## Description of the task
List every citation given under the CITATION heading in the case excerpt below.

MUKHARJI, SABYASACHI (J)
CITATION:
1989 AIR 630 1988 SCR Supl. (3) 983
1989 SCC (1) 264 JT 1988 (4) 520
1988 SCALE (2)1408
ACT:
Jammu and Kashmir Houses and Shops Rent Control Act,
1966: Section 11--’Serves a notice in writing through post’-
-Inter-pretation of--Posting a pre-paid registered letter
containing tenant’s correct address--Sufficiency of.
HEADNOTE:
In November 1976, the respondent issued a notice to the
appellant under section 11 of the Jammu & Kashmir Houses &
Shops Rent Control Act, 1966 calling upon it to pay the
arrears of rent. The notice also terminated the tenancy and
called upon the appellant to vacate the demised premises.
The notice sent by registered post was received back by the
respondent with the endorsement "left without address,
returned to sender". Thereupon the respondent caused a copy
of the notice to be fixed to one of the doors of the
premises in question. No payment of rent was however made by
the appellant subsequently. The respondent, therefore, filed
a suit in June 1977 seeking ejectment of the appellant on
the ground of default in the payment of rent. The Trial
Court ordered eviction. and the appellant’s appeals before
the District .Judge and the High Court against the order of
eviction failed.

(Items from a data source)
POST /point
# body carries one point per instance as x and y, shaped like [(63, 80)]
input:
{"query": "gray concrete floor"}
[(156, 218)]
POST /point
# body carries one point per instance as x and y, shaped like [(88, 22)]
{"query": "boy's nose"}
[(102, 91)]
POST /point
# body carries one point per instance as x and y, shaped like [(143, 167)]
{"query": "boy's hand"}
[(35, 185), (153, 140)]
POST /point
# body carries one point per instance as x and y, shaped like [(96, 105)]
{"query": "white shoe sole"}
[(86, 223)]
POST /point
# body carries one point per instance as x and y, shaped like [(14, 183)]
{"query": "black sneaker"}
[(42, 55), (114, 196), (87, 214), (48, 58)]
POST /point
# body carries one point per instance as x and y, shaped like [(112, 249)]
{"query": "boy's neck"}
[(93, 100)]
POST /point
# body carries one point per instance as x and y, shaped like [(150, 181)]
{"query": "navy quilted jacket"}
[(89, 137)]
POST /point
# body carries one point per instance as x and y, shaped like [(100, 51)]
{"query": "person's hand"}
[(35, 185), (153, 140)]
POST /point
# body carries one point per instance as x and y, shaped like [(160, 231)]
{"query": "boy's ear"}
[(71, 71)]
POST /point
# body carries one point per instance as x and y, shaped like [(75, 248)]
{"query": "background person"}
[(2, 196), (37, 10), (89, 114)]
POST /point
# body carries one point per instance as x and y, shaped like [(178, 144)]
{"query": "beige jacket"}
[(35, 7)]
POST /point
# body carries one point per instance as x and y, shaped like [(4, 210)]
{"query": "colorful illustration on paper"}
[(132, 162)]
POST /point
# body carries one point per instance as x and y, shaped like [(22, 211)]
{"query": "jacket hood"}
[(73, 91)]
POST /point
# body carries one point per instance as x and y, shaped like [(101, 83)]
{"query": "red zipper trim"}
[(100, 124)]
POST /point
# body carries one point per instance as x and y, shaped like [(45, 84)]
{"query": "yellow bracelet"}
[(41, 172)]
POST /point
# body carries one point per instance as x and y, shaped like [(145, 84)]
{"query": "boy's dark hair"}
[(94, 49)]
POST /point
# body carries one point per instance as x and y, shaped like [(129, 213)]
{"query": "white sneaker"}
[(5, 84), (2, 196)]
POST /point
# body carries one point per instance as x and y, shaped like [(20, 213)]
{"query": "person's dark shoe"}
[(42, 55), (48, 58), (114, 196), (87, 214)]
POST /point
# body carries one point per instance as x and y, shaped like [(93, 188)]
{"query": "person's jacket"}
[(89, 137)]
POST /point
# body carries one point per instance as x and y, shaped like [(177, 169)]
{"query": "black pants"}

## Complete response
1989 AIR 630
1988 SCR Supl. (3) 983
1989 SCC (1) 264
JT 1988 (4) 520
1988 SCALE (2)1408